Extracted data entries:
· · ·

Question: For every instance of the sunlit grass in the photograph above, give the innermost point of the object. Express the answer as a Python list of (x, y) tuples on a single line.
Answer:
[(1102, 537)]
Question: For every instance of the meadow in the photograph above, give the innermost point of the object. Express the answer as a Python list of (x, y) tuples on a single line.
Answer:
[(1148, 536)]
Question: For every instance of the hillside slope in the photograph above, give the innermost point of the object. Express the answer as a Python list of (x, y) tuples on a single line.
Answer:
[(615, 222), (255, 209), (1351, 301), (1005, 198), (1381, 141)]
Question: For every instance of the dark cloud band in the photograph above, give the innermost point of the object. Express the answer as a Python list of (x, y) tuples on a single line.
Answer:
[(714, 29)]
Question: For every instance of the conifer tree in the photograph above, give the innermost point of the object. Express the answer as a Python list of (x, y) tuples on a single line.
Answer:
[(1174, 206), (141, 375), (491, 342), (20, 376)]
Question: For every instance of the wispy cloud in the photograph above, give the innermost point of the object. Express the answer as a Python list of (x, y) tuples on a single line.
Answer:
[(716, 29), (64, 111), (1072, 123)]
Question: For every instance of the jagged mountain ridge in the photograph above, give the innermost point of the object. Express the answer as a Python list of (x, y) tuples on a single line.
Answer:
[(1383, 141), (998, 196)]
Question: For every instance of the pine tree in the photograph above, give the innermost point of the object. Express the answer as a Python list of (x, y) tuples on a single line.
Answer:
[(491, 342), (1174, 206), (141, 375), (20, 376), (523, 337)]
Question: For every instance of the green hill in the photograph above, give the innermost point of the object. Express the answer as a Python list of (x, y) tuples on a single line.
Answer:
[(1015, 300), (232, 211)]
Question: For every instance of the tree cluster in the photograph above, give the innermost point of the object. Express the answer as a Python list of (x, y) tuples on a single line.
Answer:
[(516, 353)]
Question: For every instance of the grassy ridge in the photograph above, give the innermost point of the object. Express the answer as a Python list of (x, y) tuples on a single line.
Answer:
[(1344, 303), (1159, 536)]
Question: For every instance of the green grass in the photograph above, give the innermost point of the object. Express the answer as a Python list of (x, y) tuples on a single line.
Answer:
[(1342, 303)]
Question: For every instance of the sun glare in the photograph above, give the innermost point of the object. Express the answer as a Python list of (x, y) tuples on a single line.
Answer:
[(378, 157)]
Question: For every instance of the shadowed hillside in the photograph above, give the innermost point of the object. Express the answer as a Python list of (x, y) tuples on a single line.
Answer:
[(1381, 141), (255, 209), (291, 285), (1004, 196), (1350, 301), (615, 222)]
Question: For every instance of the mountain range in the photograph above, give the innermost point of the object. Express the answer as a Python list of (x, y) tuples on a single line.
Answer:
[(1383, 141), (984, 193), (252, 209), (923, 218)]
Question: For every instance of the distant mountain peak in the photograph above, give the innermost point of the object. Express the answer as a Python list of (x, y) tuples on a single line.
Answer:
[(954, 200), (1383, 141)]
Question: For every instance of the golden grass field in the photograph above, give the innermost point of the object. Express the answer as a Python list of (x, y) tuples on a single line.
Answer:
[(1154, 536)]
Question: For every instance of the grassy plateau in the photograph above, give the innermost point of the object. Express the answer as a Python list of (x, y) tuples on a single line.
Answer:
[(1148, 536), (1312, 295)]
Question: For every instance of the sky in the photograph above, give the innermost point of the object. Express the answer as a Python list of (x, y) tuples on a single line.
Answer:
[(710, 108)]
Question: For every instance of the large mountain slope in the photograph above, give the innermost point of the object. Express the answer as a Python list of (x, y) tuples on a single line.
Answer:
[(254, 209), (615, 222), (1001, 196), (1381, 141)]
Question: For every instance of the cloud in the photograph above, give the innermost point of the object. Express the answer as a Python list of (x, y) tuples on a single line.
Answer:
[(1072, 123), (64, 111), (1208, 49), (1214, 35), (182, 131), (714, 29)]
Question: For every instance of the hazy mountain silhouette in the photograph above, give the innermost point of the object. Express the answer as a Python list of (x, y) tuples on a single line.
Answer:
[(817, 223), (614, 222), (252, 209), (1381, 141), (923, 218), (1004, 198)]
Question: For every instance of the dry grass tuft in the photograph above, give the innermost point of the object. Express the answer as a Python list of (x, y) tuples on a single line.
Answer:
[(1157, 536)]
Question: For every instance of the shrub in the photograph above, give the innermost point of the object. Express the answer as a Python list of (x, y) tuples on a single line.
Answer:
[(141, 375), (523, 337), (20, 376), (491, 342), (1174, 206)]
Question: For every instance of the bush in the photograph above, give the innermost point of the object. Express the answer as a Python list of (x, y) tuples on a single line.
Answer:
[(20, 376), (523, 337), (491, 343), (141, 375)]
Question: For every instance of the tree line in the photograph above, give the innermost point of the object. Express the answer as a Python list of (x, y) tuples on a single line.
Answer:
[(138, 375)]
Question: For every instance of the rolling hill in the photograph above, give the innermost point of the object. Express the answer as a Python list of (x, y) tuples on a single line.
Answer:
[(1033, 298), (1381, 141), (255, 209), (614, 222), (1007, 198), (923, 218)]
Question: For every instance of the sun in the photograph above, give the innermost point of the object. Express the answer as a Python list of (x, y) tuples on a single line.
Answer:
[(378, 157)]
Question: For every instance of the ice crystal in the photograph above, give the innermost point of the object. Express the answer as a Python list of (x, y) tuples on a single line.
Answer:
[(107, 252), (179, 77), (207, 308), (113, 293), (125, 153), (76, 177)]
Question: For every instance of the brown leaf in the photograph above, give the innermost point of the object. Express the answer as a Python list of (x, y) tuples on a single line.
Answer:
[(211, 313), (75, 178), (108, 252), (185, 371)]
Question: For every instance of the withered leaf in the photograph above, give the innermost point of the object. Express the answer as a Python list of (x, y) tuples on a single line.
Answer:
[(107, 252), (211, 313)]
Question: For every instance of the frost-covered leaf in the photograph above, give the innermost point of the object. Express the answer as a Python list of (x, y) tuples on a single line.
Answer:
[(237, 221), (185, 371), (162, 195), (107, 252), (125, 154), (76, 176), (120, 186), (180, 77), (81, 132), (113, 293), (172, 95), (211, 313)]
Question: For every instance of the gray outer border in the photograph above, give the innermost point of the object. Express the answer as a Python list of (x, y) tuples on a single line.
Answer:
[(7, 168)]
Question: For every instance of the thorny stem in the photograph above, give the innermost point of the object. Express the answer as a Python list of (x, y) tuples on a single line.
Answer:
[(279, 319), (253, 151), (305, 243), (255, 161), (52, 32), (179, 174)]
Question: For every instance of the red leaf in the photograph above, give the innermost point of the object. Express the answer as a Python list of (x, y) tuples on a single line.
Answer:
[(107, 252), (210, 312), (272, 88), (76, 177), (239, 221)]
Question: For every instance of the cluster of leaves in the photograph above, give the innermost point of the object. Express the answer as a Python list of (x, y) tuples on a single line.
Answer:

· · ·

Quote the lines of the listing above word for word, starting at the line that contains "Question: For every instance of the jagged" and ending at the line that contains "[(1344, 303), (1159, 536)]", with both of those lines included.

OUTPUT OF THE TASK:
Question: For every instance of the jagged mountain ridge in the photograph above, give the innermost point of the object. Express the answer as a Python list of (x, y) tuples on a single line.
Answer:
[(1383, 141), (998, 196)]
Question: For every instance of the pine tree in the photograph above, give the innermost point of the object. Express the answer as a Python list of (x, y) tuples on a single line.
Answer:
[(491, 342), (1174, 206), (141, 375), (20, 376), (523, 337)]
Question: For every instance of the green hill in the photograph above, give the innermost point of the object. Express the answer as a Python list of (x, y) tuples on a single line.
Answer:
[(1015, 300), (232, 211)]
Question: For every instance of the tree cluster in the photograph above, give the innermost point of the object. Express the answer as a Python list of (x, y) tuples on a single line.
Answer:
[(516, 353)]
Question: For every instance of the grassy ridge in the photograph above, give the innermost point of the object. Express the answer as a Python list of (x, y) tuples on a single line.
Answer:
[(1344, 303), (1159, 536)]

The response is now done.